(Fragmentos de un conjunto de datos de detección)
◆ ◆ ◆ ◆ ◆ ◆ ◆
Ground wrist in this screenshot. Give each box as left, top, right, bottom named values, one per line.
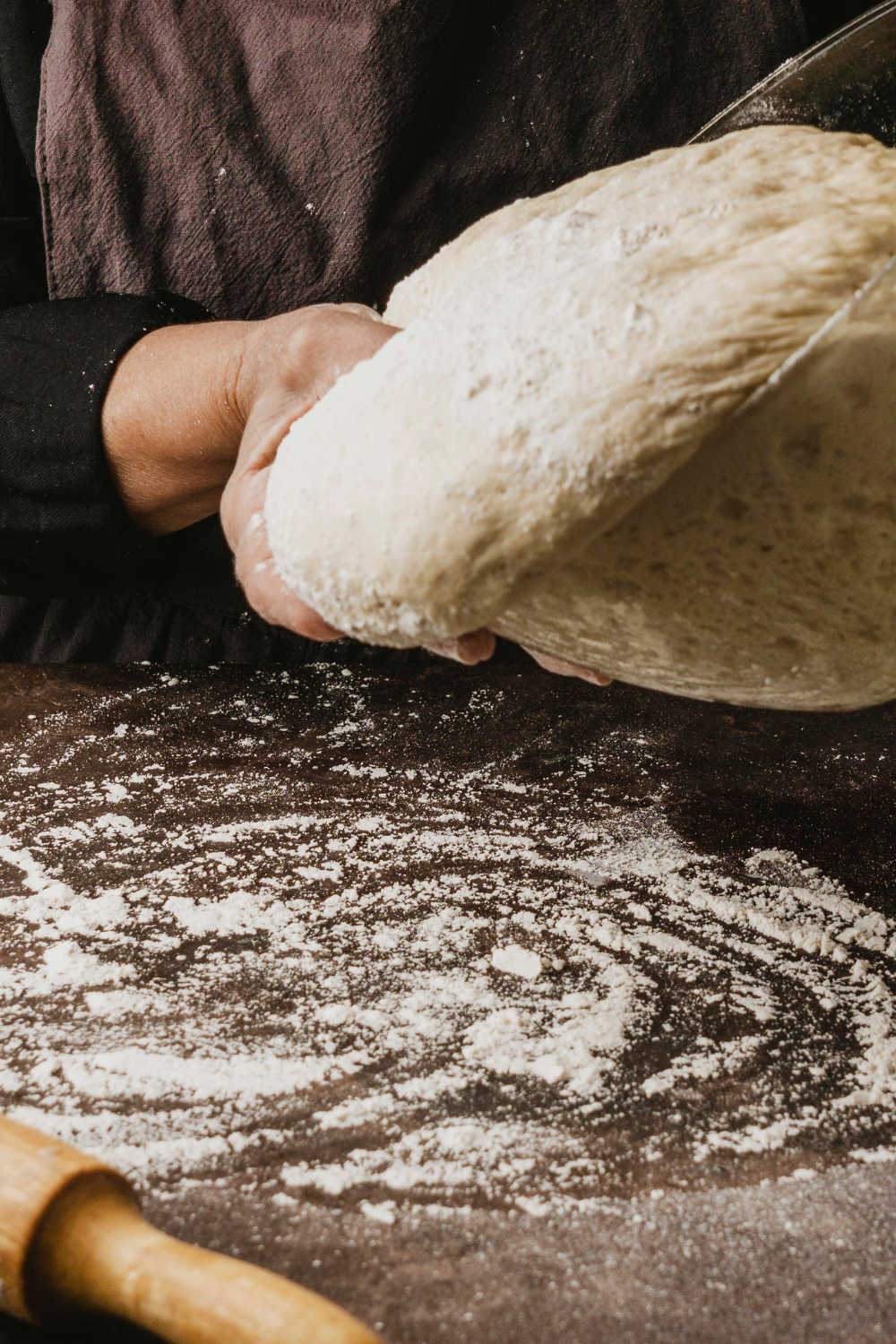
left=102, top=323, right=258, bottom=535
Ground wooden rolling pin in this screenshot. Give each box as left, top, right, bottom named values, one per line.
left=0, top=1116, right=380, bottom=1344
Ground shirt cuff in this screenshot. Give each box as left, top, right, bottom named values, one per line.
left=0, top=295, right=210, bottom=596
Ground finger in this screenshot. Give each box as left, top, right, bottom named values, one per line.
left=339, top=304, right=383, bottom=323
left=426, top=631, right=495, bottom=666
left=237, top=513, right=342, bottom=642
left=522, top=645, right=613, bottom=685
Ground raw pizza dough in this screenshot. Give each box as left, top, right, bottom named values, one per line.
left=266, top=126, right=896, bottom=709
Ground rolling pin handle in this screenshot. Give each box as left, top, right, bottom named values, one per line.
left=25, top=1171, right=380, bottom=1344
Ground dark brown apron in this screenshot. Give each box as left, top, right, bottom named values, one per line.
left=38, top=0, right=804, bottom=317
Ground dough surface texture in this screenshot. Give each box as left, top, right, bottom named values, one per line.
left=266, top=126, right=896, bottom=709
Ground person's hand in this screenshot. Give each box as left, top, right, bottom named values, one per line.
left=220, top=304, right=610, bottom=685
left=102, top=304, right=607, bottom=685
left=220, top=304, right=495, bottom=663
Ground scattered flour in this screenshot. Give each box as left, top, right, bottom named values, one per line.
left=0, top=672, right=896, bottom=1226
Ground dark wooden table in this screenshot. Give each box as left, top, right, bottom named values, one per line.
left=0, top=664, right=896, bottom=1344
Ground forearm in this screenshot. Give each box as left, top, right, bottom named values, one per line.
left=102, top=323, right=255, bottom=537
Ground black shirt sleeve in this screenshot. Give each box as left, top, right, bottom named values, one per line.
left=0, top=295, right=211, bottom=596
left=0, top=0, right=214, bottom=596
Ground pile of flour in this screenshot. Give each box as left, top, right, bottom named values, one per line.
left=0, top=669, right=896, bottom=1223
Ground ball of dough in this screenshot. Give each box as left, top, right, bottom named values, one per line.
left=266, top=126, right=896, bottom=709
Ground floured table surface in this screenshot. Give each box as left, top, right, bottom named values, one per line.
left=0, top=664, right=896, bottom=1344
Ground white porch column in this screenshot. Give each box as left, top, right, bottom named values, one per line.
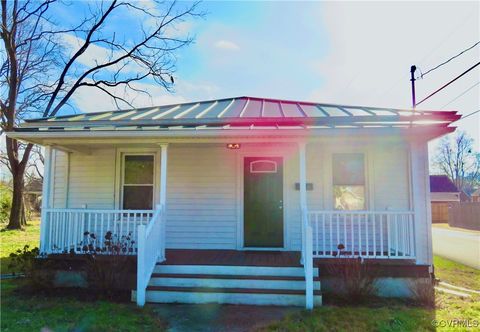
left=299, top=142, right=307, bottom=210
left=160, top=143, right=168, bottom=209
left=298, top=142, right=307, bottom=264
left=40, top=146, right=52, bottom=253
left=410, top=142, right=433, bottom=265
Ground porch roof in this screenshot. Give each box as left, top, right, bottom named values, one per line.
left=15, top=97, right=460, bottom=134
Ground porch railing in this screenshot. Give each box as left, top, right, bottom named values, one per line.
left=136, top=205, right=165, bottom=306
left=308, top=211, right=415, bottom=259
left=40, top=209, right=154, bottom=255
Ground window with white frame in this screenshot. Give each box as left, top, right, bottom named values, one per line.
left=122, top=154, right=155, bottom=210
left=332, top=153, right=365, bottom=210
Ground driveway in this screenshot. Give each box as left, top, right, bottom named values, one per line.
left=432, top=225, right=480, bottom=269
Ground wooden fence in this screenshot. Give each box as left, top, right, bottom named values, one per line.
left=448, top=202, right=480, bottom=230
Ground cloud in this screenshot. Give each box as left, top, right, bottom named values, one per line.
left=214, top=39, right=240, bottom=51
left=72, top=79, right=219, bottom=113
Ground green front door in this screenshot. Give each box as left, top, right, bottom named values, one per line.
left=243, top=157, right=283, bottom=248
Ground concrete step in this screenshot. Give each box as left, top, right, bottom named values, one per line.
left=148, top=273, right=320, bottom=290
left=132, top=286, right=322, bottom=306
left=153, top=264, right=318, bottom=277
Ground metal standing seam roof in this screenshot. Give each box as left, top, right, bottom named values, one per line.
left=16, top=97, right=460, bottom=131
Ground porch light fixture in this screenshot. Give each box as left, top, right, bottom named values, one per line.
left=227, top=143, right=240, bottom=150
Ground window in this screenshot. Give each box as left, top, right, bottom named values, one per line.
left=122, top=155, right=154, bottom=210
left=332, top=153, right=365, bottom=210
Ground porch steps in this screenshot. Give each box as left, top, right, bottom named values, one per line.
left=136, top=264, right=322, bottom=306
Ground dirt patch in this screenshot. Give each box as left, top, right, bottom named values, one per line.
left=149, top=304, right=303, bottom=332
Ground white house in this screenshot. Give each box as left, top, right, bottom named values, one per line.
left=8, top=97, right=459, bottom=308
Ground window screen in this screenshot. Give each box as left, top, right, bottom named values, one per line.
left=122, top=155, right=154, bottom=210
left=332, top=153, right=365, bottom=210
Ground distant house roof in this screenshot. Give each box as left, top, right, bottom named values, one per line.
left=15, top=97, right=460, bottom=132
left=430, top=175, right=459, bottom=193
◆ ◆ ◆ ◆ ◆ ◆ ◆
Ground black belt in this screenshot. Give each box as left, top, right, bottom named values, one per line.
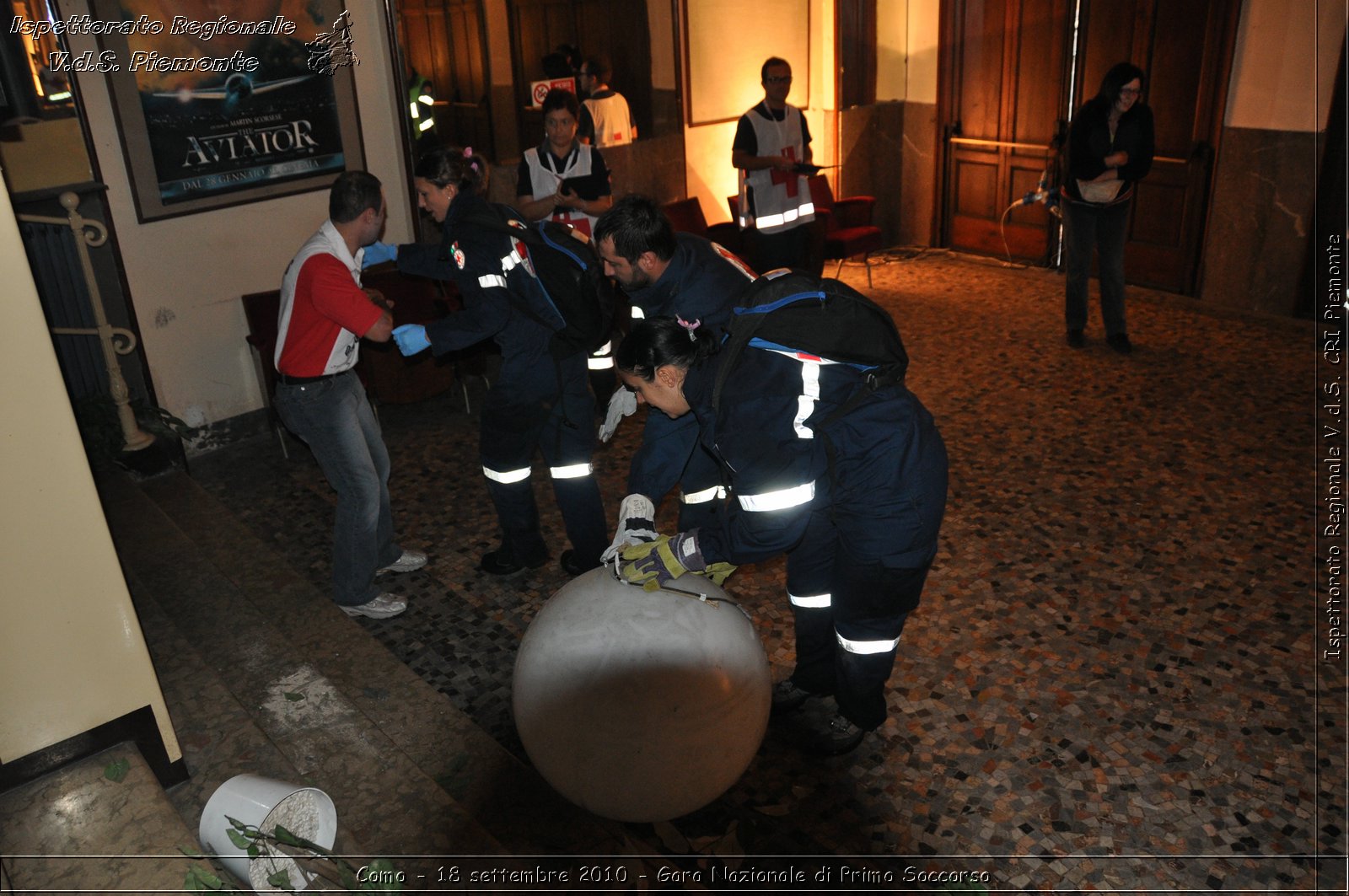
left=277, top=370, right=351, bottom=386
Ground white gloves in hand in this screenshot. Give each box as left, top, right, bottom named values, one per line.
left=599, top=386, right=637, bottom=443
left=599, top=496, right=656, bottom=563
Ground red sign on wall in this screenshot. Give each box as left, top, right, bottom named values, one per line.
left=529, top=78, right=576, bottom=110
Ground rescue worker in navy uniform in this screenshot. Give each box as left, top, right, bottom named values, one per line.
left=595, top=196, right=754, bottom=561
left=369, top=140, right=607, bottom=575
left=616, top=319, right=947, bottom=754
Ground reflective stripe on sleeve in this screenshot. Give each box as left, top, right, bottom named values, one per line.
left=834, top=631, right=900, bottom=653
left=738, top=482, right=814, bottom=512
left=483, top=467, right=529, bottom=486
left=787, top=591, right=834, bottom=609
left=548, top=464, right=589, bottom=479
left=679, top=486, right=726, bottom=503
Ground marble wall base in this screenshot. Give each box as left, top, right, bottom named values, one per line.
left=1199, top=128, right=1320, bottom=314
◆ ◆ ◆ ◆ ◆ ◆ ◆
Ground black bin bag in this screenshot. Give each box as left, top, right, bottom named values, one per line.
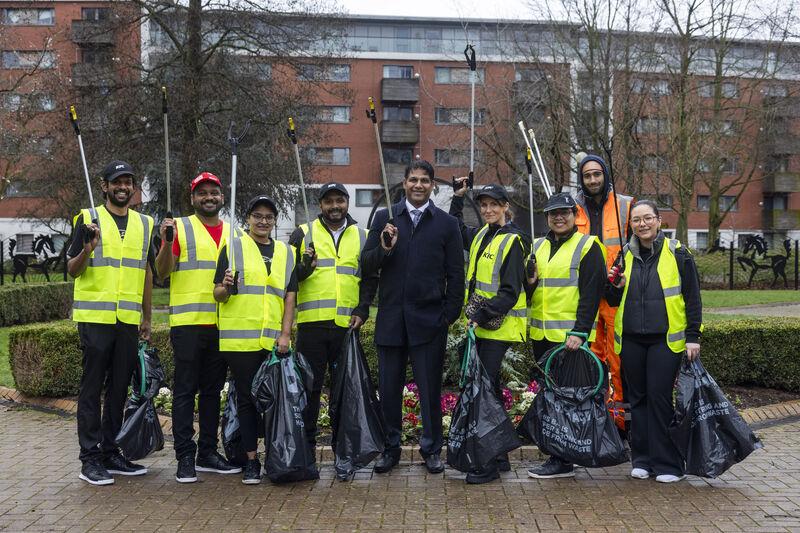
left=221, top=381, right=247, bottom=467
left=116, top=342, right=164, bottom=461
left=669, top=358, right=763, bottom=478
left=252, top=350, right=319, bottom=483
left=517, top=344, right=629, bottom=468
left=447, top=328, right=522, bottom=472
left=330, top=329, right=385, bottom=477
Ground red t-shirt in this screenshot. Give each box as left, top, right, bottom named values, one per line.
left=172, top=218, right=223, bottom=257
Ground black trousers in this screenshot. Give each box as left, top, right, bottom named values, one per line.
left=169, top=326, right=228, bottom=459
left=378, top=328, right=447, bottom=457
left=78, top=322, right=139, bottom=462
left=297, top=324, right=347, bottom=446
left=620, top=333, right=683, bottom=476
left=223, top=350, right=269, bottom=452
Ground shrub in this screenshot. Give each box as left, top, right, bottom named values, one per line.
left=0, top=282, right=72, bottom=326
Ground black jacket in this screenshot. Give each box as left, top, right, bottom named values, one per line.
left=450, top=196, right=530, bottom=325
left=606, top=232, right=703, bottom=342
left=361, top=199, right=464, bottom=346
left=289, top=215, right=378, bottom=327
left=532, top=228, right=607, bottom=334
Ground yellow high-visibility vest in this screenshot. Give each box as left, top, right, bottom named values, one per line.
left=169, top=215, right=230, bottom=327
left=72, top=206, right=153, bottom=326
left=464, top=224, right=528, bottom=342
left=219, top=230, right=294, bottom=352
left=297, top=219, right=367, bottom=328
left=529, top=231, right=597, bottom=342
◆ ◆ ◆ ◆ ◆ ◆ ◆
--- Ejercicio ---
Copia todo lo que va desde la línea que contiene "Ground rolling pin" hasta la que contiene "left=25, top=1171, right=380, bottom=1344", ambas incluidas, y sustituye "handle" por "grip" sin cambiar nada más.

--- Respuesta completa ---
Ground rolling pin grip in this screenshot. Give each box as left, top, right, bottom named values, one per line.
left=25, top=1171, right=380, bottom=1344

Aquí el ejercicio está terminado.